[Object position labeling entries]
'''
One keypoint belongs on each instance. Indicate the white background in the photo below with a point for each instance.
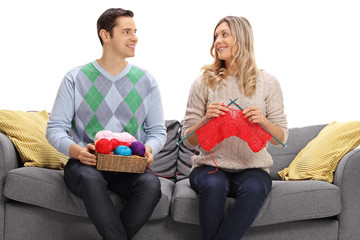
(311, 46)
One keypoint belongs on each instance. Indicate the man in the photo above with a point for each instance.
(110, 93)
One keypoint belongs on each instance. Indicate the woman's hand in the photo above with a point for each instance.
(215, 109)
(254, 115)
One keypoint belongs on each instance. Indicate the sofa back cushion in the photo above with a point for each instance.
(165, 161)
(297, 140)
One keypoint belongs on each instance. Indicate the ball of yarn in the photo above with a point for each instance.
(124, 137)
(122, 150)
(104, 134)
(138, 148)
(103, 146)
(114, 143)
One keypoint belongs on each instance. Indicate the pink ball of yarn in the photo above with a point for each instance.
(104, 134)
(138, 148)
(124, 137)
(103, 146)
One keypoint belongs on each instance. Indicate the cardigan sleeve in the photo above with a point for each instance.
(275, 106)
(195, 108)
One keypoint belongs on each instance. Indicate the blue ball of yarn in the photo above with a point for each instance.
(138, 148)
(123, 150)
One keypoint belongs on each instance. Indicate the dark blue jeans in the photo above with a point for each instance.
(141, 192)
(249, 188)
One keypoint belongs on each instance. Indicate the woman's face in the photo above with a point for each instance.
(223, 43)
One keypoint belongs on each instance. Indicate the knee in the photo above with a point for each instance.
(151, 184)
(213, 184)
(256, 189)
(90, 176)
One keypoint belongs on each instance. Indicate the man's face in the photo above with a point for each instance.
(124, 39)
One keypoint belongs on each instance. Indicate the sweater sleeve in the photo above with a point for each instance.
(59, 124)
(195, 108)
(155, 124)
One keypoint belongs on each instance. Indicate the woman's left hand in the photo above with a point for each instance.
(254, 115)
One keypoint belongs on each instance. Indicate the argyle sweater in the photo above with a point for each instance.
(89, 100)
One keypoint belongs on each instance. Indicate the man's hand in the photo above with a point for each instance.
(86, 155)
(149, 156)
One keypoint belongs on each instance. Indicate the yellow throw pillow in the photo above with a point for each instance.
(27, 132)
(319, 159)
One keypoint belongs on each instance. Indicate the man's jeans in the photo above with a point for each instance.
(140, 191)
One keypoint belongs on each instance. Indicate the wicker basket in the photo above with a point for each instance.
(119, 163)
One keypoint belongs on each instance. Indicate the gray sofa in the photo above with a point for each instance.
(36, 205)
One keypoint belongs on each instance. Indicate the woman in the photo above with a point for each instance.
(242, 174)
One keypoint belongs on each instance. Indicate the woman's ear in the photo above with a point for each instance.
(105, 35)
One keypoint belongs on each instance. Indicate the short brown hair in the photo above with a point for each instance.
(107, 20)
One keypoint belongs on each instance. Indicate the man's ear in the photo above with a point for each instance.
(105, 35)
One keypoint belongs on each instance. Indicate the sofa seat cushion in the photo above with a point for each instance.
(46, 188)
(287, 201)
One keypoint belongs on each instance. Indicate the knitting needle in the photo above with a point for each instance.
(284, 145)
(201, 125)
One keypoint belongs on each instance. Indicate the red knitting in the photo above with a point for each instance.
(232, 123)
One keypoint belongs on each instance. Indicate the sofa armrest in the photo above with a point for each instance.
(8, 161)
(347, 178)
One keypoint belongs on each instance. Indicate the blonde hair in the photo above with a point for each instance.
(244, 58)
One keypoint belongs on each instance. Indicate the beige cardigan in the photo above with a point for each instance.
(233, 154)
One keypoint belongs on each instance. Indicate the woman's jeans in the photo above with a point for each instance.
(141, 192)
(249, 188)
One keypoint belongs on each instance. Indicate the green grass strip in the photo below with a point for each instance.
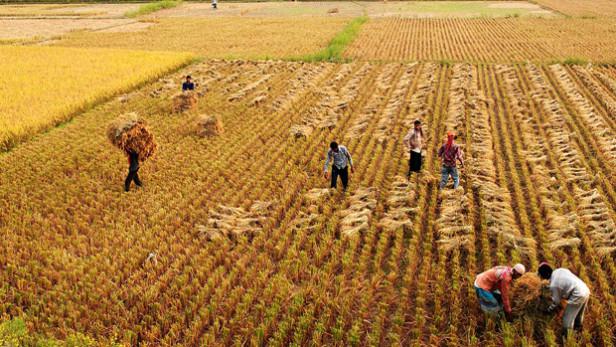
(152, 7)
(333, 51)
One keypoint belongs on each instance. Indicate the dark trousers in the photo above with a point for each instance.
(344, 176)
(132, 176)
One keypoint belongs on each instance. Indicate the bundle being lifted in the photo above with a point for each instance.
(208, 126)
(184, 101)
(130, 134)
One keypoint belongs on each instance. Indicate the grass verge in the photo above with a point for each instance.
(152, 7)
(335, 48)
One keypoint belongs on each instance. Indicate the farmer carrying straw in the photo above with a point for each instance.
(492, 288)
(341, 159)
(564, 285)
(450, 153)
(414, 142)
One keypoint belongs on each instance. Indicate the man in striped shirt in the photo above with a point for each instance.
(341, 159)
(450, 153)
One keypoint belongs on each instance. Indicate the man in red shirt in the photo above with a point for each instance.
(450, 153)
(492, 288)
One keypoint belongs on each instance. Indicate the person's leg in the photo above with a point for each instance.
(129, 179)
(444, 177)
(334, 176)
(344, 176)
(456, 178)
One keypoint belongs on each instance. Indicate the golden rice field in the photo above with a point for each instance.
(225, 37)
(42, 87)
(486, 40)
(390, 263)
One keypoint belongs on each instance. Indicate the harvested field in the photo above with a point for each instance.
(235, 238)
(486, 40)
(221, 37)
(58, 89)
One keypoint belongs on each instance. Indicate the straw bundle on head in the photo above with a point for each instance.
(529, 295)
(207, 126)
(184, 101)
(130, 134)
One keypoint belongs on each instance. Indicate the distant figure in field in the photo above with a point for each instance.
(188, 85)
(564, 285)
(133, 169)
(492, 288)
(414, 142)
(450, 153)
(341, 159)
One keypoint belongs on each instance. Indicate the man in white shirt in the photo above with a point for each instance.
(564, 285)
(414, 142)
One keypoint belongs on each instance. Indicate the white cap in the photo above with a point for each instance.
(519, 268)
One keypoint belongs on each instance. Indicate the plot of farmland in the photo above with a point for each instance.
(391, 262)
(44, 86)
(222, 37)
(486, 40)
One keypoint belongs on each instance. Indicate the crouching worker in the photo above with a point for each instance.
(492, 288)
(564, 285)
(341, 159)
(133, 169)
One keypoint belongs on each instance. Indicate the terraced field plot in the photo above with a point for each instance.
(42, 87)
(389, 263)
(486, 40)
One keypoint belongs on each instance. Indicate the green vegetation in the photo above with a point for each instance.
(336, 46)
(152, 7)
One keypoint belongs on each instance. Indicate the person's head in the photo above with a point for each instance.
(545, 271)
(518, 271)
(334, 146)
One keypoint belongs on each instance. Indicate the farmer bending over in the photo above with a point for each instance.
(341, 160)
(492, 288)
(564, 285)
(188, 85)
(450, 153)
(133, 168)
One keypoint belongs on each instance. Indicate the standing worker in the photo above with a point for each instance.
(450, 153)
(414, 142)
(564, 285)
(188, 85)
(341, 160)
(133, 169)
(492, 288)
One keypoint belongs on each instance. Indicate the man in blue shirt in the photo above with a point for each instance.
'''
Reproduce all the entries that precede this task, word for word, minus any pictures.

• _Full answer_:
One keypoint belongs on each instance. Indicate the white background in the photo below with a point for each instance.
(311, 46)
One keypoint belongs on each instance. Indicate the man in the photo above with a point for each instance.
(110, 93)
One keypoint belongs on each instance. Indicate the woman's hand in the photo above with a point for each instance.
(215, 109)
(254, 115)
One keypoint belongs on each instance. Indicate the sofa back cushion in the photo above with a point for each instance.
(165, 161)
(297, 140)
One keypoint belongs on each instance. Indicate the ball of yarn in the photo above with a point for each instance.
(124, 137)
(122, 150)
(104, 134)
(138, 148)
(103, 146)
(114, 143)
One keypoint belongs on each instance. Indicate the pink ball of yarn in the photo above with a point for each instance.
(104, 134)
(138, 148)
(124, 137)
(103, 146)
One keypoint belongs on each instance. Indicate the cardigan sleeve in the photo above with a point for each instance.
(275, 106)
(195, 108)
One keypoint belongs on each instance. Indicate the blue ball of yarn in the photo above with a point for each instance.
(138, 148)
(123, 150)
One keypoint belongs on each instance. Indicate the dark blue jeans in the photo above with a point for each instance.
(141, 192)
(249, 188)
One keypoint belongs on each instance. Indicate the woman's face in the photo above with a point for each instance.
(223, 43)
One keypoint belongs on each instance. Indicate the knee in the photo above with a point for each instance.
(151, 184)
(213, 184)
(256, 189)
(90, 176)
One keypoint belongs on each instance. Indicate the man's face in the photo above with a point for each instance.
(124, 39)
One keypoint belongs on each instance. Indicate the sweater sleeve in the photo above with a point for each instance.
(59, 124)
(195, 108)
(155, 124)
One keypoint belongs on each instance. Indicate the woman's left hand in the photo above with a point for each instance.
(254, 115)
One keypoint belongs on each instance. Indicate the argyle sweater in the photo above with a point for each instance.
(89, 100)
One keypoint belongs on each instance. Indicate the man's hand in the photo above with a point for each instance.
(86, 155)
(149, 156)
One keypoint belongs on each instance. Indicate the yellow throw pillow in the photo above with a point for each instance.
(27, 132)
(319, 159)
One keypoint belongs on each instance. Indicate the man's jeans in the photo above with a point for each instance.
(140, 191)
One keypoint belongs on each instance. Indicate the wicker basket in the photo above with a point for each instance.
(119, 163)
One keypoint belongs on each instance. Indicate the gray sofa in the photo above with a point for each instance.
(36, 205)
One keypoint belongs on each instance. Indicate the woman in the photo above with a point for each instance.
(242, 174)
One keypoint belongs on each instance. Indicate the woman's ear in the photo above with a point for each instance.
(105, 35)
One keypoint belongs on each instance. Indicate the short brown hair in the photo above with a point for each instance.
(107, 20)
One keypoint belongs on each instance. Indicate the man's ear in the photo above with a point for each instance.
(105, 35)
One keypoint belongs on each instance. Indicate the sofa seat cushion in the photo above with a point for each instance.
(46, 188)
(287, 201)
One keypoint belongs on each instance. Indicate the knitting needle in the photo above with a point for each instance.
(284, 145)
(201, 125)
One keypoint belongs on each instance. Indicate the red knitting in the photo above with a point for each instance.
(232, 123)
One keypoint belongs on each instance. Indicate the sofa armrest in the photo above with a point for each instance.
(8, 161)
(347, 178)
One keypoint belongs on each instance. Indicate the blonde hair in the photo above with a point for each instance.
(244, 58)
One keypoint belongs on each instance. Indicate the beige cardigan in the photo above with a point for each instance.
(233, 154)
One keypoint belongs on each instance. Indicate the woman's jeans in the photo above with a point for each instance.
(141, 192)
(249, 188)
One keypoint belongs on each instance. Indicate the green grass strip in the photo below with a point for each instance.
(152, 7)
(333, 51)
One keypoint belongs on each instance. Indicate the dark trousers in the photo above with a point for each instance.
(344, 176)
(132, 176)
One keypoint belongs on each instance. Indicate the bundle being lifted in the photo above with a point for each instance.
(208, 126)
(184, 101)
(130, 134)
One keypoint belongs on each instance. Indicate the grass verge in the photo above with a point for each instance.
(152, 7)
(335, 48)
One keypoint belongs on each instance. Indicate the farmer carrying straw in the photo above with a point for each instance.
(492, 288)
(341, 159)
(564, 285)
(450, 153)
(414, 142)
One keypoint belongs on each instance. Indicate the man in striped shirt in the photo above with a point for each instance.
(341, 159)
(450, 153)
One keypoint belongs on each instance. Indicate the man in red shirt in the photo above with a point for each instance.
(450, 153)
(492, 288)
One keypoint belongs on each instance. Indicate the person's leg in the photo above with a point for each instance.
(129, 179)
(444, 177)
(334, 176)
(344, 176)
(456, 178)
One keypoint belongs on each instance. Indicate the golden rice field in the photo above with a point for each instance.
(225, 37)
(42, 87)
(486, 40)
(390, 263)
One keypoint belongs on each instance. Indicate the harvested field in the photo above with a point for each instance.
(235, 238)
(486, 40)
(221, 37)
(58, 89)
One keypoint belongs on each instance. Indicate the straw bundle on head in the photo above with a point for each instance.
(529, 295)
(207, 126)
(184, 101)
(130, 134)
One keypoint belongs on each instance. Indicate the distant figure in field in the photo above with a point for each instance.
(188, 85)
(564, 285)
(133, 169)
(492, 288)
(414, 142)
(450, 153)
(341, 159)
One keypoint belongs on each instance. Indicate the man in white shirt in the photo above with a point for each instance.
(564, 285)
(414, 142)
One keypoint belongs on each instance. Indicate the white cap in the photo above with a point for each instance.
(519, 268)
One keypoint belongs on each instance. Indicate the plot of farmland in the photo above with a point for each instance.
(391, 262)
(44, 86)
(222, 37)
(486, 40)
One keypoint belongs on each instance. Indicate the crouching worker in the photo above with a point for each instance.
(492, 288)
(564, 285)
(341, 159)
(133, 169)
One keypoint belongs on each instance. Indicate the terraced field plot in the photo above with a point for each instance.
(42, 87)
(389, 263)
(486, 40)
One keypoint belongs on each instance. Indicate the green vegetation in the photo above with a point for each instance.
(336, 46)
(152, 7)
One keypoint belongs on each instance. Indicate the person's head in the photo above with a point for each instance.
(545, 271)
(518, 271)
(334, 146)
One keypoint belongs on each instance. Indicate the farmer bending over in the photo above with a point for each instance.
(341, 160)
(492, 288)
(564, 285)
(188, 85)
(450, 153)
(133, 168)
One keypoint belongs on each instance. Indicate the standing worker in the photo above with a point for each instance.
(450, 153)
(414, 142)
(564, 285)
(188, 85)
(341, 160)
(133, 169)
(492, 288)
One keypoint belongs on each instance. Indicate the man in blue shirt in the photo above with a point for each instance.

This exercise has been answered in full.